[Dataset extract]
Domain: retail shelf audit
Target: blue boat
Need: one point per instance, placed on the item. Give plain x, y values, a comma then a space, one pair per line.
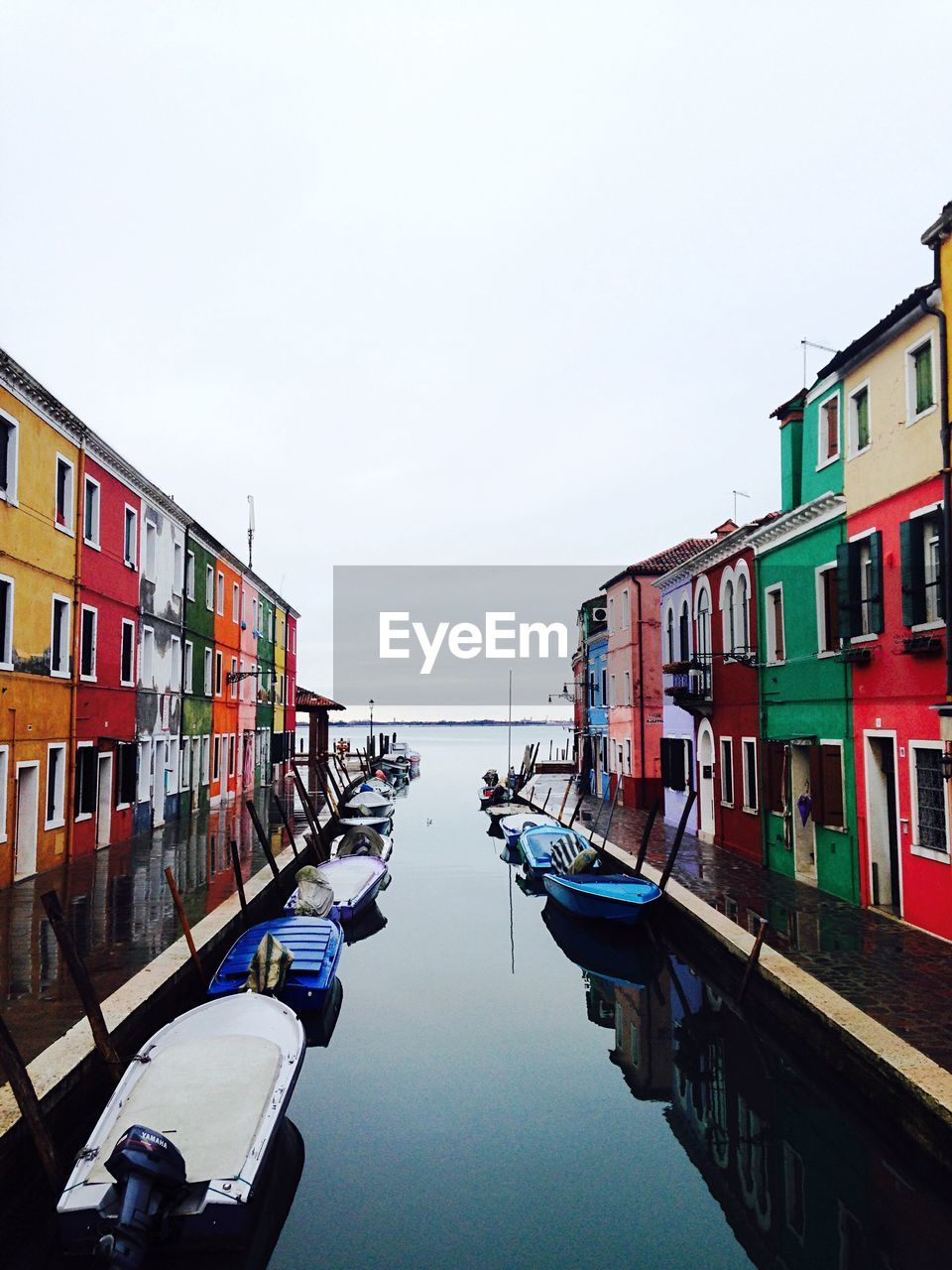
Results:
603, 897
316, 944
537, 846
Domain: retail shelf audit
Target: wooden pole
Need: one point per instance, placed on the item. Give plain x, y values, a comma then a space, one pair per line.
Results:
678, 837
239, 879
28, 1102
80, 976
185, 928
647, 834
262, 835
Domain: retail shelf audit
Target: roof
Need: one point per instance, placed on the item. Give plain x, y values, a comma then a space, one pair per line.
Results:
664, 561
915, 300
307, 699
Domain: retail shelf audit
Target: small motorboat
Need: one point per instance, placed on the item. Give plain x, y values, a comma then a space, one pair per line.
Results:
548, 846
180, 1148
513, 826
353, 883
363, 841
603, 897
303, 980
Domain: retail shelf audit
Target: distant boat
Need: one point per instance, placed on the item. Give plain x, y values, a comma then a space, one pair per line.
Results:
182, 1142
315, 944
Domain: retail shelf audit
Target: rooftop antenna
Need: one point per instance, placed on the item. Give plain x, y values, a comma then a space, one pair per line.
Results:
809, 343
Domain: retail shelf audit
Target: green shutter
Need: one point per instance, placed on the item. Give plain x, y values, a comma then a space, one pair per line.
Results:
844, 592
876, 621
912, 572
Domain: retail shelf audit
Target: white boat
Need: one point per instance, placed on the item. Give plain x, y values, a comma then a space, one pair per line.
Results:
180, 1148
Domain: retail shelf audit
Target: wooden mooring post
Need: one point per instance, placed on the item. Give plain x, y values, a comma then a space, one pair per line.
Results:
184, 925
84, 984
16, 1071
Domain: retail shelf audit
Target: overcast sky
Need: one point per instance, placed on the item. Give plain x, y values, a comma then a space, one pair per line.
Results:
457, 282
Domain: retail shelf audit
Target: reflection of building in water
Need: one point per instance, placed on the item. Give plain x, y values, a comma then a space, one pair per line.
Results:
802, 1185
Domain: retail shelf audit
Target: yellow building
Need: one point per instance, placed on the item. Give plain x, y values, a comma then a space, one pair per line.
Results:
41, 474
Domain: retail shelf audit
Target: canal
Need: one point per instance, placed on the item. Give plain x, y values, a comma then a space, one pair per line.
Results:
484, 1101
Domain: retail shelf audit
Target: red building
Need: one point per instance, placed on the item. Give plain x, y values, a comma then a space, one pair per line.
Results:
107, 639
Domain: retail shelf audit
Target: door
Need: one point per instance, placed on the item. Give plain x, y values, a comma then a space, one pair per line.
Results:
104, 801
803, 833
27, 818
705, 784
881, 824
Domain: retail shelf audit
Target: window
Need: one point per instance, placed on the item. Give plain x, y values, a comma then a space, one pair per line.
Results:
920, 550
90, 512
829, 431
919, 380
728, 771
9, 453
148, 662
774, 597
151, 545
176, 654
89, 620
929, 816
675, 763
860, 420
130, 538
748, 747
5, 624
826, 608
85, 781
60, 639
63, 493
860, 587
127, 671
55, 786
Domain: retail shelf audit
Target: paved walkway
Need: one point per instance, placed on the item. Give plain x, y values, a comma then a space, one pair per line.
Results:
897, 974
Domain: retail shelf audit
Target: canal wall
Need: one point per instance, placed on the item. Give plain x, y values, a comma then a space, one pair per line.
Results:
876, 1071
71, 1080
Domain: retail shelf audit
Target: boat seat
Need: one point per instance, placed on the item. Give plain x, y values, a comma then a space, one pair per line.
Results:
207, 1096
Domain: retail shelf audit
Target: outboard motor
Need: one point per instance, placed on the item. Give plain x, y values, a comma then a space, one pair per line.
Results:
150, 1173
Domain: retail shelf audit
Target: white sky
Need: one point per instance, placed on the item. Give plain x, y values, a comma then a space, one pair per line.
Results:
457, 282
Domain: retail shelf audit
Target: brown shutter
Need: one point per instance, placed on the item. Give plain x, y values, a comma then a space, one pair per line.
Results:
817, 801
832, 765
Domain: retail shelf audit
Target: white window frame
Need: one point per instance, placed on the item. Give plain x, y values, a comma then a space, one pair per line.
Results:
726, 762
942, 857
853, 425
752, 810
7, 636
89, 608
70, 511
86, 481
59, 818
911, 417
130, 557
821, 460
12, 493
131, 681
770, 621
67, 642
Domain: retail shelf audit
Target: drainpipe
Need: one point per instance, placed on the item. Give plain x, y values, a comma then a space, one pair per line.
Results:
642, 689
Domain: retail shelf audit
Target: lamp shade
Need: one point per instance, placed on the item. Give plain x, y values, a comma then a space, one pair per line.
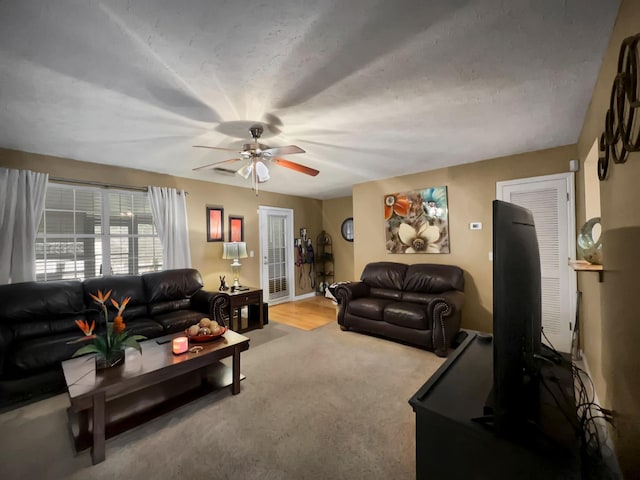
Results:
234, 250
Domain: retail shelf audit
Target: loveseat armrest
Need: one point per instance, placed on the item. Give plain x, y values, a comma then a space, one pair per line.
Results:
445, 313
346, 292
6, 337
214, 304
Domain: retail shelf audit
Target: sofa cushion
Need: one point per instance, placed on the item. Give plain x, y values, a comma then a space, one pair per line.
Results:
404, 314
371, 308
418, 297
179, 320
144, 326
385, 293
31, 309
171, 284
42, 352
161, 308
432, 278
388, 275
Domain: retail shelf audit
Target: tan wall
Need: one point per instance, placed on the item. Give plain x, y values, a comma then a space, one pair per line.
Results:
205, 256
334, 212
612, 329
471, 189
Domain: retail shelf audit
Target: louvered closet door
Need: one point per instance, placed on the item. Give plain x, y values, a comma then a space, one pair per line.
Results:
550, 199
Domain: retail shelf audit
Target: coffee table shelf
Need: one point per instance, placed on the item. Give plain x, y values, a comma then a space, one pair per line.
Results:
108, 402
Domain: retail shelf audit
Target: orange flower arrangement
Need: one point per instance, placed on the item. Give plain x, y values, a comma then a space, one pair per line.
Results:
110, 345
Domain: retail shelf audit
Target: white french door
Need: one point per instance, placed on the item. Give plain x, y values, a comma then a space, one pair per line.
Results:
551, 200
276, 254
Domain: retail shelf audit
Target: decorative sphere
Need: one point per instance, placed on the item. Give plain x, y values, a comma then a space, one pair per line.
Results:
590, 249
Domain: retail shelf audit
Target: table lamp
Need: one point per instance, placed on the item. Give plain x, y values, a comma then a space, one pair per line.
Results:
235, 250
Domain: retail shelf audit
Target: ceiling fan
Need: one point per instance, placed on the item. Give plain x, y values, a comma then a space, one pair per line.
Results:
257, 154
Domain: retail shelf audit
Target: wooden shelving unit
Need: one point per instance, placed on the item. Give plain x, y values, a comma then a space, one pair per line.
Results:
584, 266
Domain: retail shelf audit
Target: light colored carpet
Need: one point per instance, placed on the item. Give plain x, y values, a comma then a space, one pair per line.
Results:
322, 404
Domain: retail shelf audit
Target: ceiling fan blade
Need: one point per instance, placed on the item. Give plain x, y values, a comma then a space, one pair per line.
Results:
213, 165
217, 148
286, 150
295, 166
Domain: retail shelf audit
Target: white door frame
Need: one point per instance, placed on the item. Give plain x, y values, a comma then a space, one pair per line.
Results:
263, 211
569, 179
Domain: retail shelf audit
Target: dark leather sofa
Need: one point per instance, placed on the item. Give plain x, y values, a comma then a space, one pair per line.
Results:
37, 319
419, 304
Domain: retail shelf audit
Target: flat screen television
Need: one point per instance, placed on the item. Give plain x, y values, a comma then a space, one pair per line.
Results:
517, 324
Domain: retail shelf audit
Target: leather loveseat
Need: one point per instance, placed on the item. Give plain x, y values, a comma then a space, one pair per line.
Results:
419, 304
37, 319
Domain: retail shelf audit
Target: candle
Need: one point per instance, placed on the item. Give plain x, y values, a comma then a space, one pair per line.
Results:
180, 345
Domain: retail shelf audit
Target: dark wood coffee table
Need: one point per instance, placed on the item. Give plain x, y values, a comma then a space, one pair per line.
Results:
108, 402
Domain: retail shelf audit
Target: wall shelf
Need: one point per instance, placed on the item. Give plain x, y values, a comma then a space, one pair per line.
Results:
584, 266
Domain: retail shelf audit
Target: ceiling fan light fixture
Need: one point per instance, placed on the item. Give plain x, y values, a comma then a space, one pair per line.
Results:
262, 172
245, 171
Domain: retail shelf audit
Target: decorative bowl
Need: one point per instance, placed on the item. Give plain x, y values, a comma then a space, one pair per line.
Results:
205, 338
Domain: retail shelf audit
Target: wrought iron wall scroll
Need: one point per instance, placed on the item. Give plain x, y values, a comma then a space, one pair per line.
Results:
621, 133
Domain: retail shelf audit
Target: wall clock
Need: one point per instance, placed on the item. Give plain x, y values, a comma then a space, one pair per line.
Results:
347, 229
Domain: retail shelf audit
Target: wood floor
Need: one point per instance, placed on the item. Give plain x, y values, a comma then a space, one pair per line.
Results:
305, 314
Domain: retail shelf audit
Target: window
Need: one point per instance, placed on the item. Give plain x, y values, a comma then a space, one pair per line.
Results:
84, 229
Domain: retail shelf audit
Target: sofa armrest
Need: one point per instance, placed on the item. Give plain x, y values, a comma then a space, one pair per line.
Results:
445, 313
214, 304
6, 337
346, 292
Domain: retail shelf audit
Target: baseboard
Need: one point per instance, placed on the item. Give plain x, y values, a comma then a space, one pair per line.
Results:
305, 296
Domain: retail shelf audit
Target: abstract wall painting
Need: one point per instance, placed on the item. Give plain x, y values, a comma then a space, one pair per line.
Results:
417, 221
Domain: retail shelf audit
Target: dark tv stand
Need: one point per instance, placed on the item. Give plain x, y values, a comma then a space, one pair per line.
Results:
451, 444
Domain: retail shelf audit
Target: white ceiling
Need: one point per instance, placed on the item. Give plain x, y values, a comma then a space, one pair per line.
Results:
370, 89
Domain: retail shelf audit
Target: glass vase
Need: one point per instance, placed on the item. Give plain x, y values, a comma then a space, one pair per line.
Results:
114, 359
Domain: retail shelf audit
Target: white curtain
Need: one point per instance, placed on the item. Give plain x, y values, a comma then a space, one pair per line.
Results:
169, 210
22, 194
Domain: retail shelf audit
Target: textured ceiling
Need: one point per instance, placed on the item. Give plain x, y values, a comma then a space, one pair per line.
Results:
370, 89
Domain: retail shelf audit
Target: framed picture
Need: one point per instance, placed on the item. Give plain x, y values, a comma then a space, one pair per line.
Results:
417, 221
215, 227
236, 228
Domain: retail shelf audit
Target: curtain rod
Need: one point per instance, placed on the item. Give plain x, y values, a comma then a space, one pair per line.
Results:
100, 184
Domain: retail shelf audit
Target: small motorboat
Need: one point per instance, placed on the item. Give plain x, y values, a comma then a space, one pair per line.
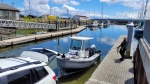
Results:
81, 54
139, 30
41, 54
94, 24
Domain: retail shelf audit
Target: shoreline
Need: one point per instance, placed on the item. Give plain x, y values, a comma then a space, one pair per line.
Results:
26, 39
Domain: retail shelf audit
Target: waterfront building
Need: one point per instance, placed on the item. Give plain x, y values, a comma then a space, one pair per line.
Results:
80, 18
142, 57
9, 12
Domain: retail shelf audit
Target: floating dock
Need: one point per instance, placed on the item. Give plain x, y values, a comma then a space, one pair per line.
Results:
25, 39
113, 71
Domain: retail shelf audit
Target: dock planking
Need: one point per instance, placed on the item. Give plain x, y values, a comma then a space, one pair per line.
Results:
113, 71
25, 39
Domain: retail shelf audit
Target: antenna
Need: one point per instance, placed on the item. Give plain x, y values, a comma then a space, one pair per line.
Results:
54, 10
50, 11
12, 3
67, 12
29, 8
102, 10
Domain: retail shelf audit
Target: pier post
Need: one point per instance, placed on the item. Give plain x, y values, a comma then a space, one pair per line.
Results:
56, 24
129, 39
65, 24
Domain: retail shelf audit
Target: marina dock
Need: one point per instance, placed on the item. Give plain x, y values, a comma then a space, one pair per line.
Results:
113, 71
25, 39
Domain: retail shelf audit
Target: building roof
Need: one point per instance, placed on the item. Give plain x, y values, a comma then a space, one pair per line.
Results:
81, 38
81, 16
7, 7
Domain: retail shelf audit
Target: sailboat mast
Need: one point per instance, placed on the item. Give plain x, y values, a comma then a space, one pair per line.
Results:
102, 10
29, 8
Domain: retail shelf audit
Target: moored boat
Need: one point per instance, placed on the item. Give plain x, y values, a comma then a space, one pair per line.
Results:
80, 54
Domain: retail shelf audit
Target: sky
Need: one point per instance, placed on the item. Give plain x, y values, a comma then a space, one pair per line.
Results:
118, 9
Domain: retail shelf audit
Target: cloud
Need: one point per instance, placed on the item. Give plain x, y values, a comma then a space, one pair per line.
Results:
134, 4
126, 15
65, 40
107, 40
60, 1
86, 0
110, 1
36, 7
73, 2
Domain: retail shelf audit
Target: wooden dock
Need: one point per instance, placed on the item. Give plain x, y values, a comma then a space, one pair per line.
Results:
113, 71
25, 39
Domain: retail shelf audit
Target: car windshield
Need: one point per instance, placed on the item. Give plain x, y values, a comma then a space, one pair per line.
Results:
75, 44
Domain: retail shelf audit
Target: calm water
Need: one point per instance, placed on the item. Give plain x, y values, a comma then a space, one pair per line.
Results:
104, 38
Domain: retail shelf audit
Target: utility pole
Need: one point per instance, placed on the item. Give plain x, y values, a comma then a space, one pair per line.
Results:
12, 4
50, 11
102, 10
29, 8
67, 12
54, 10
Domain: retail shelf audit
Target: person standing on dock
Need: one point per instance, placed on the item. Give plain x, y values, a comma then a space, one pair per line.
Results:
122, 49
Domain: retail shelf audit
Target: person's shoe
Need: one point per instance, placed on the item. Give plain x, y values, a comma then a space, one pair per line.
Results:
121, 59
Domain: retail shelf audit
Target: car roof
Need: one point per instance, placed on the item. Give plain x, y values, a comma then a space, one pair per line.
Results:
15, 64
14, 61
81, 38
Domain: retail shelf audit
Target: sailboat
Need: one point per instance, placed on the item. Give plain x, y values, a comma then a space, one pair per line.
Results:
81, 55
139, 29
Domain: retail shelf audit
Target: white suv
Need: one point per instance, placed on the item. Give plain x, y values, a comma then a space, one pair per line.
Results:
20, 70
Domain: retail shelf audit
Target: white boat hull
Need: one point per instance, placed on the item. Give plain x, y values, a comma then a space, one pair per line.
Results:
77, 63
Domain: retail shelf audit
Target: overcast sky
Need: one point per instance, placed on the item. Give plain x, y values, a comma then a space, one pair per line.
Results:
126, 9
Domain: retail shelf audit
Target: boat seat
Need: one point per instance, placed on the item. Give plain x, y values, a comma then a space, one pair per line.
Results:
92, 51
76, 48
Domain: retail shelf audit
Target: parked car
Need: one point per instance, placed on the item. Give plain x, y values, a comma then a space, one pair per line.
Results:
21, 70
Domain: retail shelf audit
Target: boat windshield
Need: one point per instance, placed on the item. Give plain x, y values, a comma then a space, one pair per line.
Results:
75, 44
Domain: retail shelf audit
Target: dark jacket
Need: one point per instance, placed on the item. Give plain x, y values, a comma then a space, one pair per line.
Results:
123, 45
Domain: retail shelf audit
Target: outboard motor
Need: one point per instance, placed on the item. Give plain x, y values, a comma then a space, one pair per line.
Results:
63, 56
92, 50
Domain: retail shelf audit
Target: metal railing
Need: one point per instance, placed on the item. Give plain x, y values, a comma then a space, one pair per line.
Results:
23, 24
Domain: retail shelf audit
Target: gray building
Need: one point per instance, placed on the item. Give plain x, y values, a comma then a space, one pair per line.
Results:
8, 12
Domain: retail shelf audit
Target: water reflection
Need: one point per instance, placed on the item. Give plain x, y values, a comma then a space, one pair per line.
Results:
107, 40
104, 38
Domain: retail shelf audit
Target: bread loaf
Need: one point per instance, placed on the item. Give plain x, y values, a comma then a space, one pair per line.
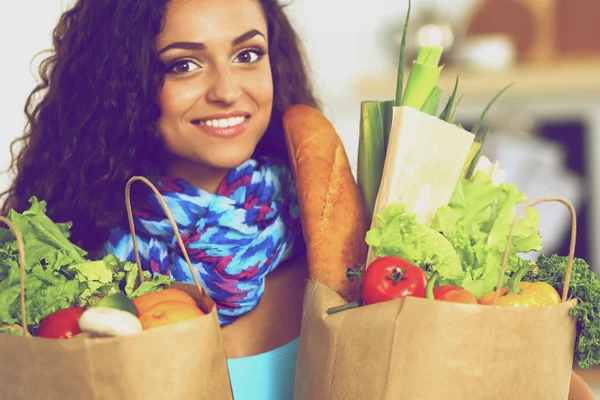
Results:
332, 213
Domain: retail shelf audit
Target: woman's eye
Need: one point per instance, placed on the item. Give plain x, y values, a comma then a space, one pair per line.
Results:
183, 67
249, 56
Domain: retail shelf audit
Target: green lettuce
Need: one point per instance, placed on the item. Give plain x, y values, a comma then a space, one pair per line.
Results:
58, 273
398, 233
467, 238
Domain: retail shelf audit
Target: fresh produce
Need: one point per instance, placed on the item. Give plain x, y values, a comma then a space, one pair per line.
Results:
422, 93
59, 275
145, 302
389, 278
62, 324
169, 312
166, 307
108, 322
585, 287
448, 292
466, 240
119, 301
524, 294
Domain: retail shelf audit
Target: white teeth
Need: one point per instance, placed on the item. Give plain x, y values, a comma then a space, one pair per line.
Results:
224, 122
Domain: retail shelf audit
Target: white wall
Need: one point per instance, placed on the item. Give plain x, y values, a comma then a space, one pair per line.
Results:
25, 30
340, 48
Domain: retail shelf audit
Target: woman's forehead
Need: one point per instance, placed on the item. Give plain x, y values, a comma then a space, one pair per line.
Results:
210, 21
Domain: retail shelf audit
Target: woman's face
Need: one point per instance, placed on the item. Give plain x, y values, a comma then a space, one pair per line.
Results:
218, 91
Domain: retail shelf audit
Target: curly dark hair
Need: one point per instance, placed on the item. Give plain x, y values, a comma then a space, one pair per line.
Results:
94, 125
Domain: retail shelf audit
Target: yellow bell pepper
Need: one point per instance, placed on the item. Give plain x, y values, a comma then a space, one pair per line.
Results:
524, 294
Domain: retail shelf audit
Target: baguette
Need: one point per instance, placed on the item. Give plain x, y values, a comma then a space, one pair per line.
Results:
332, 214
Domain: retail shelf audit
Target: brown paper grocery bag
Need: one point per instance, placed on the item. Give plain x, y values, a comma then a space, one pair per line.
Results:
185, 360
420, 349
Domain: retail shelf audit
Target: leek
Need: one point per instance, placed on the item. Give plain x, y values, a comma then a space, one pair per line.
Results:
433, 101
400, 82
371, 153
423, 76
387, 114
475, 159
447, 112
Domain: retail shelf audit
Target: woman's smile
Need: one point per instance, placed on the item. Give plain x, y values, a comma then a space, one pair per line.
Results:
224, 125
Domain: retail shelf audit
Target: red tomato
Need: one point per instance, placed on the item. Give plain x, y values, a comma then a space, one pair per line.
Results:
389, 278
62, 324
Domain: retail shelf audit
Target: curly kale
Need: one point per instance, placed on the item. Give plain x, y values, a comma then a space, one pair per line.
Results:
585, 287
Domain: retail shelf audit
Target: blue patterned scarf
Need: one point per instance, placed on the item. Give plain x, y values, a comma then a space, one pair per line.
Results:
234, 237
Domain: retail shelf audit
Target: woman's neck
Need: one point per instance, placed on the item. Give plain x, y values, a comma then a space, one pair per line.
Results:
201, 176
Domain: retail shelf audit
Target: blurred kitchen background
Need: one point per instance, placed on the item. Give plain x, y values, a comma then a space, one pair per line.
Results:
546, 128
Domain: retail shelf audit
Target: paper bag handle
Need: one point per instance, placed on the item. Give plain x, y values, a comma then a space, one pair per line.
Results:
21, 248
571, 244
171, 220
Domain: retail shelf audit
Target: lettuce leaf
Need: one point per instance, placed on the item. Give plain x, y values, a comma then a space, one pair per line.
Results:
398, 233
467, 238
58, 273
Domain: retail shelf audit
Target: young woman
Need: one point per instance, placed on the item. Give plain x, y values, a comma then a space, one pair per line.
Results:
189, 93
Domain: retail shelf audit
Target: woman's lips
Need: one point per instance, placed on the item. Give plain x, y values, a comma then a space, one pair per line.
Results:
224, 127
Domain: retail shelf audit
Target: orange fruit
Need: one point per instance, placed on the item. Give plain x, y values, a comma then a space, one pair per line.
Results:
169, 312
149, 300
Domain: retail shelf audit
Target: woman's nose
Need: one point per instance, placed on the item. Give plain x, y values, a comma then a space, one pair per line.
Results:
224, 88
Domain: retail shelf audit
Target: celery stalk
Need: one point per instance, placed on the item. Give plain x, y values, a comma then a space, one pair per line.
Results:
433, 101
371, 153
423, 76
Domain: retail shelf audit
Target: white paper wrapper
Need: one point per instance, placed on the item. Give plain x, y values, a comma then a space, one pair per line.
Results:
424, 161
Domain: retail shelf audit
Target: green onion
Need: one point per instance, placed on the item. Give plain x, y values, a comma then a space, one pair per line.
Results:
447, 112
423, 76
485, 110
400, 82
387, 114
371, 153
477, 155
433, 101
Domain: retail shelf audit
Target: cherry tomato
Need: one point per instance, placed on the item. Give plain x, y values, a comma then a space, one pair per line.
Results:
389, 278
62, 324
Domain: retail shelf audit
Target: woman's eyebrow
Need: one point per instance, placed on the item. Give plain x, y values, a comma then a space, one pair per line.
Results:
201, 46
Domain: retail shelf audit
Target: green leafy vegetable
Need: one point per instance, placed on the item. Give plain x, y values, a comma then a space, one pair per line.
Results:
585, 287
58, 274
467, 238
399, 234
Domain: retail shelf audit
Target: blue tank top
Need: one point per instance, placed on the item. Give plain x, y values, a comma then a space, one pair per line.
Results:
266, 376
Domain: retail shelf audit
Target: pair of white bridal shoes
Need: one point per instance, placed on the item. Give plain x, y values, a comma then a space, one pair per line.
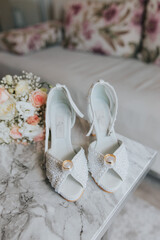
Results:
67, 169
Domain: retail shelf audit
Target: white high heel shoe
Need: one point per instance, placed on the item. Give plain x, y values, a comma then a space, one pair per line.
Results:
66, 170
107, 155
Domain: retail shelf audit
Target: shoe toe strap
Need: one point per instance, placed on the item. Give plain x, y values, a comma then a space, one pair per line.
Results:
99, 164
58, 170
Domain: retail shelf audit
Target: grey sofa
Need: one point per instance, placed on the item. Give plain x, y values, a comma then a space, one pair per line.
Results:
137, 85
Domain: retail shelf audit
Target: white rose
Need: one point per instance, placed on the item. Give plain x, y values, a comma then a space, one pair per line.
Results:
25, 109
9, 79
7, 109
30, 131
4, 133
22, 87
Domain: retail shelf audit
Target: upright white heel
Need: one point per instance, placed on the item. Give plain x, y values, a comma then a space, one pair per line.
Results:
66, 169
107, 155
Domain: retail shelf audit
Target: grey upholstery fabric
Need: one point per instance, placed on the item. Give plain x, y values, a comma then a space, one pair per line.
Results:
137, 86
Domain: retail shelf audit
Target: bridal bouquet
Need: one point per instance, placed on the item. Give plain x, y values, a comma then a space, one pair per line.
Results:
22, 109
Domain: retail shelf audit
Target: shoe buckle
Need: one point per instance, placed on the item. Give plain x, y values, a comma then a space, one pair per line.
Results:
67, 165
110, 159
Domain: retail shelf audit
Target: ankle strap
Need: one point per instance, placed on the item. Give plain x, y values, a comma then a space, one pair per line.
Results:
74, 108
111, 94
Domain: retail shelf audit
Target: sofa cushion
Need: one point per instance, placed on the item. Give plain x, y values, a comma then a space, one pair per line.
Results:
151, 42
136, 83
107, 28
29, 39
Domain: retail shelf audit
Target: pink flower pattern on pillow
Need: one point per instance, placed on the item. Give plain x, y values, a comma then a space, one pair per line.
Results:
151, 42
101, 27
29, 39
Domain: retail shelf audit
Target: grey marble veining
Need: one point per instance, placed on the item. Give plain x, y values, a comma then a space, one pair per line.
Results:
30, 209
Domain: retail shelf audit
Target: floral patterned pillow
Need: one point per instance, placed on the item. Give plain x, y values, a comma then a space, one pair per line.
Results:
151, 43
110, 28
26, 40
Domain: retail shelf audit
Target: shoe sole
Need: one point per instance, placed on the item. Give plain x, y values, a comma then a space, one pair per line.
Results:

[Objective] Pick out every line in the records above that contains the word "curtain" and copy each one in full.

[Task response]
Target: white curtain
Target: curtain rod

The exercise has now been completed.